- [KUTIPAN BACAAN]
◇ ◇ ◇ ◇ ◇ ◇ ◇
Jika gross split menjadi isu sentral di sektor hulu, maka penerapan bahan bakar minyak (BBM) satu harga menjadi program prioritas pemerintah Jokowi-Jusuf Kalla di sektor hilir migas. Setelah menetapkan program tersebut di Papua pada akhir 2016, pemerintah pun mencanangkan program BBM satu harga di seluruh Indonesia mulai 1 Januari 2017.

Sulit merealisasikan program tersebut di seluruh kawasan Nusantara, pemerintah pun kemudian fokus menerapkan program BBM satu harga di daerah 3 T, yakni daerah tertinggal, terdepan dan terluar. Untuk itu, sepanjang 2017 pemerintah menetapkan target 54 titik lokasi akan bisa menikmati program BBM satu harga.

Pertamina yang ditugaskan pemerintah untuk merealisasikan program BBM satu harga menyebutkan semua titik yang ditargetkan dibangun lembaga penyalur telah tuntas direalisasikan.

“Alhamdulillah, BBM satu harga mencapai target. Dua SPBU yang selesai dibangun di Kepulauan Natuna,” kata Muchamad Iskandar, Direktur Pemasaran Pertamina, Kamis (28/12).

Salah satu agen penyalur BBM satu harga diserbu masyarakat yang ingin memperoleh BBM yang harganya ditentukan pemerintah.

Selain BBM satu harga, masalah tingginya harga gas pipa juga mencuat sepanjang tahun ini. Dan hingga tutup tahun, belum ada yang bisa dilakukan pemerintah untuk bisa menurunkan harga gas pipa bagi konsumen, terutama industri pengguna gas. Padahal penurunan gas dengan maksimal harga yakni US$6 per MMBTU sudah diperintahkan Presiden Jokowi melalui Peraturan Presiden Nomor 40 Tahun 2016 tentang Penetapan Harga Gas Bumi juga telah ditetapkan mengenai harga gas bumi untuk pengguna industri yang berlaku sejak 1 Januari 2016.

Bahkan ada lnstruksi tambahan Presiden dalam Rapat Kabinet Terbatas pada 4 Oktober 2016 yang mengatakan harga gas untuk industri ditetapkan US$5-US$6 per MMBTU guna memperkuat daya saing industri.

Tercatat baru tiga industri yang menikmati harga sesuai dengan instruksi Presiden tersebut, yakni industri pupuk, baja dan petrokimia. Industri lainnya, yakni oleochemical, kaca, keramik dan sarung tangan karet masih harus berjuang menghadapi mahalnya harga gas sebagai bahan baku utama.
◇ ◇ ◇ ◇ ◇ ◇ ◇
- [TUGAS LATIHAN] Teruskan kutipan di atas tentang program BBM satu harga dan harga gas bumi, mulai dari bagian sesudah kalimat terakhirnya. Entri yang tercantum sesudah kutipan ini tidak diperlukan.

- [INFORMASI YANG DIBERIKAN]
◇ ◇ ◇ ◇ ◇ ◇ ◇
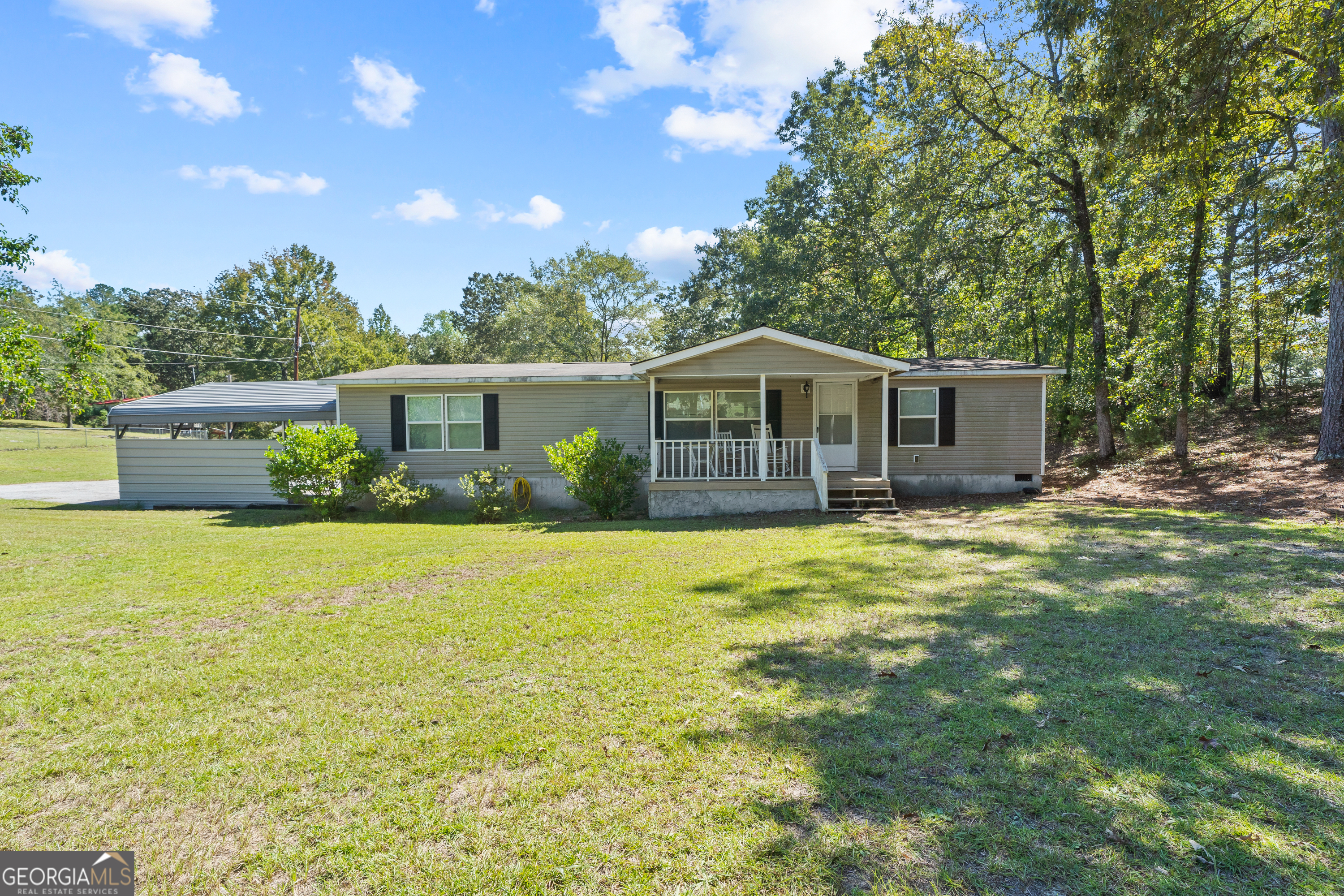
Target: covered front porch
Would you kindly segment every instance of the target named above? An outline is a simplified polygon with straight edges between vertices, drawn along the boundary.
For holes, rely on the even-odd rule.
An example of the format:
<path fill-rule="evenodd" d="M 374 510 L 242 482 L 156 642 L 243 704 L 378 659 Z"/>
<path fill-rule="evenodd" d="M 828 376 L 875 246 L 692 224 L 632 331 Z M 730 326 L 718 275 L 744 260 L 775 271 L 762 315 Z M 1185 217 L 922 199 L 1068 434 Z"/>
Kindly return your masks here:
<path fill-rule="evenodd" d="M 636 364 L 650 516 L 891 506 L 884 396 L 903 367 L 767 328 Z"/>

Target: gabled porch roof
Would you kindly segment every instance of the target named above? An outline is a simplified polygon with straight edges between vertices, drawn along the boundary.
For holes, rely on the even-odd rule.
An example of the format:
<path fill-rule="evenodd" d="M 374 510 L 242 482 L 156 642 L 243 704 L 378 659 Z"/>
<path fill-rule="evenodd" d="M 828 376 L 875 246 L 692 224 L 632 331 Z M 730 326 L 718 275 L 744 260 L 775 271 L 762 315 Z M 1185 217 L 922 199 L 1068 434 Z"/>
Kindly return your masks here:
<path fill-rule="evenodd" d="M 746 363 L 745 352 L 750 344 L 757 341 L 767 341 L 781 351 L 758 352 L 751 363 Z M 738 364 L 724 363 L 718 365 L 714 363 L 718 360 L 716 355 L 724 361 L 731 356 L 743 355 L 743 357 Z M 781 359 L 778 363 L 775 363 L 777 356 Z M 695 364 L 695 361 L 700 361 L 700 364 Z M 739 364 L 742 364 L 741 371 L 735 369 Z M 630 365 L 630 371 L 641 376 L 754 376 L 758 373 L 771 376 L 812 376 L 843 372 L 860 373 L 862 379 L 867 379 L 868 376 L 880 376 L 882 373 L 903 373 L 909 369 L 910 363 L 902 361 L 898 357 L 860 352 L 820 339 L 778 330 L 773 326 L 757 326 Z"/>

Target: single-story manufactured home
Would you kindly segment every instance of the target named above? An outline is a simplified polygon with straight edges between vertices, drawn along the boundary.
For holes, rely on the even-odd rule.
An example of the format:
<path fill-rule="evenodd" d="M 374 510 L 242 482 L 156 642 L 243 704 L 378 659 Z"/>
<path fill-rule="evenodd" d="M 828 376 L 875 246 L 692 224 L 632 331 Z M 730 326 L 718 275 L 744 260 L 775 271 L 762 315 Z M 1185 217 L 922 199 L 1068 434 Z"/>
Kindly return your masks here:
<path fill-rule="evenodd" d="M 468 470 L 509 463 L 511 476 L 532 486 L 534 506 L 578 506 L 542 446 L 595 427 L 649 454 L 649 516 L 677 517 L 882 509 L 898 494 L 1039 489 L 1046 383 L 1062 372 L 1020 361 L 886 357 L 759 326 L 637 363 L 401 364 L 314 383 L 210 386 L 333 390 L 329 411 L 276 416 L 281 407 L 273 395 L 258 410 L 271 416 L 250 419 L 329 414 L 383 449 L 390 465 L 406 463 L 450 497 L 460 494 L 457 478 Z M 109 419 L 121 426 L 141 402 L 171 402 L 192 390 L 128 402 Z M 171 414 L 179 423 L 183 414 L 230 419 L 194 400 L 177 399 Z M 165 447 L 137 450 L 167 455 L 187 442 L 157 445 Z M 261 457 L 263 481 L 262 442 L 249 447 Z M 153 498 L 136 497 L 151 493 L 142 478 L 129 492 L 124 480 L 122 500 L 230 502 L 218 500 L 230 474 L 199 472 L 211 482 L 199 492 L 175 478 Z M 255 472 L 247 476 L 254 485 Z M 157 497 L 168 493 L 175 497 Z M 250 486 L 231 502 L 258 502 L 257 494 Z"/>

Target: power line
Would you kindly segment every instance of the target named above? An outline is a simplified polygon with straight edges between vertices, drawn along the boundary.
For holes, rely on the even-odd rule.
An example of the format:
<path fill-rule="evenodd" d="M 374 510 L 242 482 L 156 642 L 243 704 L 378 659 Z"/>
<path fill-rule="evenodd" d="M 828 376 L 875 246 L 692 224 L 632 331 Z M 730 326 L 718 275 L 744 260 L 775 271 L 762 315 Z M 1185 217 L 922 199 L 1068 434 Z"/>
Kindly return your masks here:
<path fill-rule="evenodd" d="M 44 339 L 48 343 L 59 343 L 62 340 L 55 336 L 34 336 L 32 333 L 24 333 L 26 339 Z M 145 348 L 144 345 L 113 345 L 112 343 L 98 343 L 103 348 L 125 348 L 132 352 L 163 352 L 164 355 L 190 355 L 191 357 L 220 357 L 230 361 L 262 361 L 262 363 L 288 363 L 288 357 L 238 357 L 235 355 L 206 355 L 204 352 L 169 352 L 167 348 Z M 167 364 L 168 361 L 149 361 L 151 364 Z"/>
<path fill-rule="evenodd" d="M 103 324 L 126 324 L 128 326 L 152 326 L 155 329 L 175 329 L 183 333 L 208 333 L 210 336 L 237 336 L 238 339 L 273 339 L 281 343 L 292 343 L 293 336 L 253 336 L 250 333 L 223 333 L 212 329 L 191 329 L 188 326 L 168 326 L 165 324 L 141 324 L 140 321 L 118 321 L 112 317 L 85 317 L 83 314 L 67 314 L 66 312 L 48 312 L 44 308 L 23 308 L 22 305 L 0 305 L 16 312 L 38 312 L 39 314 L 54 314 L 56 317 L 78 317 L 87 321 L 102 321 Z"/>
◇ ◇ ◇ ◇ ◇ ◇ ◇
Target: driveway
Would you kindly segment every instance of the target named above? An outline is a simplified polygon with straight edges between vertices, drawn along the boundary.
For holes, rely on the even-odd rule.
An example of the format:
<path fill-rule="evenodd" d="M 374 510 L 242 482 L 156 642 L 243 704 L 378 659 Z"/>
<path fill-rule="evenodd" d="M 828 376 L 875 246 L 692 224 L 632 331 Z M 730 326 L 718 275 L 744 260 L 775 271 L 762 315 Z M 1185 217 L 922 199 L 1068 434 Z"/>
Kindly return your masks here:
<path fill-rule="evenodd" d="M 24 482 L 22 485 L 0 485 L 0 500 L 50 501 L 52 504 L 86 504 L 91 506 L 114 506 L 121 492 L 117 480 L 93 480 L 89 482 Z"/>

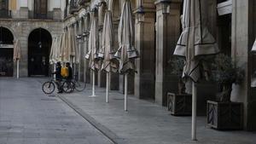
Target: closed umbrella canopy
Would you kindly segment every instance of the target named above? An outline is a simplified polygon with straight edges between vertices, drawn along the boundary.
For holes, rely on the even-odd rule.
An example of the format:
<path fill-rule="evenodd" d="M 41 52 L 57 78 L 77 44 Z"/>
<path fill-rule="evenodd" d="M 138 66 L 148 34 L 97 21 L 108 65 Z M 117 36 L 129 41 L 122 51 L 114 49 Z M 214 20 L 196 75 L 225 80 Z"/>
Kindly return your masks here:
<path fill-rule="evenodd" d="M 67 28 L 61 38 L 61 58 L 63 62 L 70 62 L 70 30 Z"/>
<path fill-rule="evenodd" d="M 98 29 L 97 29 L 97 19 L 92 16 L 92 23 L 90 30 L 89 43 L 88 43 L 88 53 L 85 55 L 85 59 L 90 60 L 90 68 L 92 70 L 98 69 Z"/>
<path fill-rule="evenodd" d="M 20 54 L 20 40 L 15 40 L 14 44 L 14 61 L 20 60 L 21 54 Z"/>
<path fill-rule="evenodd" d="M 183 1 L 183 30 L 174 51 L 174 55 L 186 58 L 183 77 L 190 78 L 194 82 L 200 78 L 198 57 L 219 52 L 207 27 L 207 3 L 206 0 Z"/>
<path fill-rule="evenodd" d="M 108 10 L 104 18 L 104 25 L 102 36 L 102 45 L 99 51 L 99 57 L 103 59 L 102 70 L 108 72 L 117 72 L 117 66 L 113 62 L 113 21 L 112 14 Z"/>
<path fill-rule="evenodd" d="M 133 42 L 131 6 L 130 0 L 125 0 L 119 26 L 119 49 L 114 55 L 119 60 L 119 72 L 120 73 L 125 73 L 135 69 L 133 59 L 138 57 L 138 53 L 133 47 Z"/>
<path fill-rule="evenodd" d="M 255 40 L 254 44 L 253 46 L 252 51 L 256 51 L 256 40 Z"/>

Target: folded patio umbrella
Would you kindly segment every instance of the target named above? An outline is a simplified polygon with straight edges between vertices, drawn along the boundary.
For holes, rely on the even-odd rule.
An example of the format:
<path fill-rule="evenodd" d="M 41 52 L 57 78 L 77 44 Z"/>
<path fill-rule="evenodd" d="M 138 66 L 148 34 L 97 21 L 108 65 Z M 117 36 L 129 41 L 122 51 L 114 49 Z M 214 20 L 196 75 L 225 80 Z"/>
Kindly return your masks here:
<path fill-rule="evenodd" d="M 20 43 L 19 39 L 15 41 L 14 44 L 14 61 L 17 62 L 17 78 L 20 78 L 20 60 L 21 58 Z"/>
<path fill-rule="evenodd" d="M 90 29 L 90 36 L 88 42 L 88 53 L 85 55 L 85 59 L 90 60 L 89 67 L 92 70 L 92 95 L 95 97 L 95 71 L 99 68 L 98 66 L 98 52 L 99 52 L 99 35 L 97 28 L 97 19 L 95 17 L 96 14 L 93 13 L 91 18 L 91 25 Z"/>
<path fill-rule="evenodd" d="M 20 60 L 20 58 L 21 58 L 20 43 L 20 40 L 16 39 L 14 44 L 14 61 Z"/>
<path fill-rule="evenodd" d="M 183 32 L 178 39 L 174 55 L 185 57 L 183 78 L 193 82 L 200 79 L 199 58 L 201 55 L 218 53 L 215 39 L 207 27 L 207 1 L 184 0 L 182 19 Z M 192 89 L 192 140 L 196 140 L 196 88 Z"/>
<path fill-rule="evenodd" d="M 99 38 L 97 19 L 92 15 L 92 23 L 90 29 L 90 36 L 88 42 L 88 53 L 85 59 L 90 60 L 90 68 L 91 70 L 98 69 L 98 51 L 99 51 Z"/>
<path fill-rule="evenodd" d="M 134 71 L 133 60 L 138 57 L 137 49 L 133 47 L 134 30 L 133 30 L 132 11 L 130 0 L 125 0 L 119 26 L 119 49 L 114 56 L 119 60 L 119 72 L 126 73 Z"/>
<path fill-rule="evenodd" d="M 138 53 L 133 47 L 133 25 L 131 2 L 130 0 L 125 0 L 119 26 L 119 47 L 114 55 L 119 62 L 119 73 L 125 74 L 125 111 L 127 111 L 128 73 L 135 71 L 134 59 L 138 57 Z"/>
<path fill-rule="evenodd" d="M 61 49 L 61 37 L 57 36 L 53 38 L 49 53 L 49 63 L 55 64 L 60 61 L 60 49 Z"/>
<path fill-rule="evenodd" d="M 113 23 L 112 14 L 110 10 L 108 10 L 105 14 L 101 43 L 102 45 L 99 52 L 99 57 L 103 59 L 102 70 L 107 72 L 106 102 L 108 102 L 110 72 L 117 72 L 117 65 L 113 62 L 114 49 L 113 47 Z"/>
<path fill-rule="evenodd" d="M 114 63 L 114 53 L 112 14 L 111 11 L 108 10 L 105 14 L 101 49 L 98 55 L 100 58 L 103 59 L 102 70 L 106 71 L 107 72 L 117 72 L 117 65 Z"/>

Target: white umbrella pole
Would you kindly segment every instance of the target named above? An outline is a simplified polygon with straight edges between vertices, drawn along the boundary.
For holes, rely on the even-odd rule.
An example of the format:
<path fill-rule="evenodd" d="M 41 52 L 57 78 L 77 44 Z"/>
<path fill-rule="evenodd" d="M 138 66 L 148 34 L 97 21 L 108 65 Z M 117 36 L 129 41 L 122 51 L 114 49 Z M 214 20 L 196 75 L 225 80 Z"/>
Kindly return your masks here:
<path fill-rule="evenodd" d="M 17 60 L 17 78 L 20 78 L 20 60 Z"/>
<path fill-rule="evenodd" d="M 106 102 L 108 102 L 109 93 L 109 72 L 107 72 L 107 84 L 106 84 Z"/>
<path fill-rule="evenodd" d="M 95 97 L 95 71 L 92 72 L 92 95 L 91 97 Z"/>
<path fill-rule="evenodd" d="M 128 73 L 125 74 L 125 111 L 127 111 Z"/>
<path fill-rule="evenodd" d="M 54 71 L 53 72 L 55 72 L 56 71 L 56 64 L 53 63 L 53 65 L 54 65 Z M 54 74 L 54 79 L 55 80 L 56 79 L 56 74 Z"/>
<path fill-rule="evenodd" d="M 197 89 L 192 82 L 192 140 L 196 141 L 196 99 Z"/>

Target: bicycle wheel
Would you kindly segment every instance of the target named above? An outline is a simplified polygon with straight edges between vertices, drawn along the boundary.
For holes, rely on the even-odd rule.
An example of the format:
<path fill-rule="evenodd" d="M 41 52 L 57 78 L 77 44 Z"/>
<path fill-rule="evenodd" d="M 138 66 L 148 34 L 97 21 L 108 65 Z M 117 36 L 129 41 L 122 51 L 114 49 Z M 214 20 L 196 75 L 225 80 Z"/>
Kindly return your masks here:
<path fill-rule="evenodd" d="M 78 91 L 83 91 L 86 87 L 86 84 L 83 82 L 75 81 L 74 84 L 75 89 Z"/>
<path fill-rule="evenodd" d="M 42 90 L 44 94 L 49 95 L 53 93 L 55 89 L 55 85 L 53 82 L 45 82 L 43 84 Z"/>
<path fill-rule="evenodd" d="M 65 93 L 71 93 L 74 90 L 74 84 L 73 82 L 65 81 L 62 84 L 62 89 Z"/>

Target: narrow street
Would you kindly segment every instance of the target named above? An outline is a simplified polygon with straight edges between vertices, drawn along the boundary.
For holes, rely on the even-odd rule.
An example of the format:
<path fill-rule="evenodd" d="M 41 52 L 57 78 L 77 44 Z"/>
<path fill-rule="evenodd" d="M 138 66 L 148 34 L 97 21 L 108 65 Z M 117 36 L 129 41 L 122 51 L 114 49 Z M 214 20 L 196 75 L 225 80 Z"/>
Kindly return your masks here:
◇ ◇ ◇ ◇ ◇ ◇ ◇
- [JAWABAN TERTULIS]
Tidak hanya gas pipa, masalah LPG, khususnya untuk kemasan 3 kilogram (kg) yang mendapat subsidi pemerintah pun tidak kunjung tuntas. Bahkan sempat muncul kelangkaan LPG subsidi kemasan 3 Kg di pasaran. Pemerintah dan Pertamina sampai harus melakukan operasi pasar di berbagai wilayah untuk menanggulangi kelangkaan LPG tersebut.

Satya Widya Yudha, Wakil Ketua Komisi VII DPR, menegaskan sektor hilir berhubungan langsung dengan masyarakat terutama dalam penyediaan energi. Untuk itu, harus ada peningkatan kinerja pemerintah. Berbagai rencana yang sudah dibuat jauh-jauh hari untuk menyalurkan energi yang disubsidi dengan tidak mengorbankan keuangan negara secara percuma seperti LPG dan BBM harus segera direalisasikan.

Potensi kebocoran subsidi yang disebabkan terus meningkatnya impor harus bisa dicegah dengan berbagai cara, salah satunya dengan konversi BBM menjadi BBG.

“Bagaimana mengkonversi BBM ke BBG. Karena begitu mengkonversi BBM ke BBG, kebutuhan BBM kita mengecil otomatis defisit transaksi berjalan kita juga menjadi bagus,” kata Satya.

Selain itu, pemerintah diminta lebih fokus dengan rencana pembangunan infrastruktur gas, termasuk jaringan gas rumah tangga. Jika itu sudah terbangun maka pemerintah tidak perlu lagi melakukan impor LPG untuk memenuhi kebutuhan masyarakat.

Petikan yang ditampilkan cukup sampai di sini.